(Extrait)
--*--
Enrico converti au rape and revenge des seventies ? Oui et non, la franco-teutonne co-production, n’en déplaise aux bien-pensants et mal critiquant qui la vomirent, au public qui l’applaudit, aux professionnels de la profession qui la récompensèrent naguère, ne s’apparente à un pénible exercice d’hexagonal exorcisme, une entreprise cynique et révisionniste, même si elle participe de la volonté revendiquée de Schneider d’assumer une germanique culpabilité. Ni manichéenne, cf. la milice sinistre, la silhouette guillerette du docteur Müller, ni malsaine, l’extermination n’accorde aucune solution, représente à peine un répit à la douleur, à la folie, cette reconstitution cathartique se soucie de sentiment plus que de ressentiment, préfère la viande à la revanche, vérifie au final les bonnes intentions infernales.
--*--
(Données)
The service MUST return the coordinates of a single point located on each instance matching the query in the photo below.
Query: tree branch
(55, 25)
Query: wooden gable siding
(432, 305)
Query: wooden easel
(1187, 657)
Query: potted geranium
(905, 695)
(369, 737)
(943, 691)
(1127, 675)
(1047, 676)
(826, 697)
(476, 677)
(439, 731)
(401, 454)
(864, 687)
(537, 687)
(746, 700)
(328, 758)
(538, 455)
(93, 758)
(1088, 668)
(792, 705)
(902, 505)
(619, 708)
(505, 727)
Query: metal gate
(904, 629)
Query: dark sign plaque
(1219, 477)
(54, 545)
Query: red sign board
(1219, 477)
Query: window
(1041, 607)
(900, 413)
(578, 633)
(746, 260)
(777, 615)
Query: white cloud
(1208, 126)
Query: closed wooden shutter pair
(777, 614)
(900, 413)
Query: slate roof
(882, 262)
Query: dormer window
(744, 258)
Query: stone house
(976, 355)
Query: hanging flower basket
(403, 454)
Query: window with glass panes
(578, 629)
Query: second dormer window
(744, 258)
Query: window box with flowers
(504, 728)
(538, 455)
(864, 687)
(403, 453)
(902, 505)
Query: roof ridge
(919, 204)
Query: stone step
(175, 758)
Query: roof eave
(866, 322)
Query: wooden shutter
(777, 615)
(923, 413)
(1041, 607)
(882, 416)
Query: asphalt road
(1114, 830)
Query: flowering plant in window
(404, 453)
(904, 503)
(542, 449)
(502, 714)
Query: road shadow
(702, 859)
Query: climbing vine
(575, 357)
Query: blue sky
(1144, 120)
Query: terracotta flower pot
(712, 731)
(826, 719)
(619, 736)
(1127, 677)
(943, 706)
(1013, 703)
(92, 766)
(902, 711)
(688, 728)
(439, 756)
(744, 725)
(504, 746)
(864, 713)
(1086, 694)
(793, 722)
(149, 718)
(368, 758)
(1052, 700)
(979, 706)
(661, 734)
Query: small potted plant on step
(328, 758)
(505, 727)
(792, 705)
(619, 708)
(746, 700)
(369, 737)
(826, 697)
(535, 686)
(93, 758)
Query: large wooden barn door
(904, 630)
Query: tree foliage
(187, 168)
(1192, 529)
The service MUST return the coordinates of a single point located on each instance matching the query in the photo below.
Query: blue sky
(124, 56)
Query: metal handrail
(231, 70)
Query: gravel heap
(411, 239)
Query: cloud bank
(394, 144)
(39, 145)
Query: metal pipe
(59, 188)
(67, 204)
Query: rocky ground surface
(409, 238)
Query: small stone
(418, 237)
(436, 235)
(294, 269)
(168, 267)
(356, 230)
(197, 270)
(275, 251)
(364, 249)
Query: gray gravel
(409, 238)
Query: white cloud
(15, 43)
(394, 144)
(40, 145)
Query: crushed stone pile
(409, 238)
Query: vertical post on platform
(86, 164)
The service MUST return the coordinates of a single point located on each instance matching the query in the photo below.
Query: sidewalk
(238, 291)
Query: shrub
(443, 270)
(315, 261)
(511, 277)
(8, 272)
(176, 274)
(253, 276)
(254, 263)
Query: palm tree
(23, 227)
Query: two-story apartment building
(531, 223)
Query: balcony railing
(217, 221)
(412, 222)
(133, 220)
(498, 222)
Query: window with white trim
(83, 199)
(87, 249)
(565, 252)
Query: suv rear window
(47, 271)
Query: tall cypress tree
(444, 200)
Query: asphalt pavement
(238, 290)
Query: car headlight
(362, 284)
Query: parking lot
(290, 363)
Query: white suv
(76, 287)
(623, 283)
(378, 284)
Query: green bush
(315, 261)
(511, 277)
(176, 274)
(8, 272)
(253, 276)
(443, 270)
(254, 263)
--*--
(Consigne)
Répondez à ces questions sur l'extrait consacré au film d'Enrico.
1. Selon l'extrait, de quelle volonté revendiquée de Schneider la coproduction participe-t-elle ?
2. Quelle figure l'extrait cite-t-il, à côté de « la milice sinistre », pour montrer que le film n'est pas manichéen ?
3. De quoi la reconstitution cathartique se soucie-t-elle plus que de ressentiment ?
Répondez en vous fondant uniquement sur l'extrait.

(Corrigé)
1. Elle participe de la volonté d'assumer une germanique culpabilité.
2. L'extrait cite la silhouette guillerette du docteur Müller.
3. Elle se soucie de sentiment.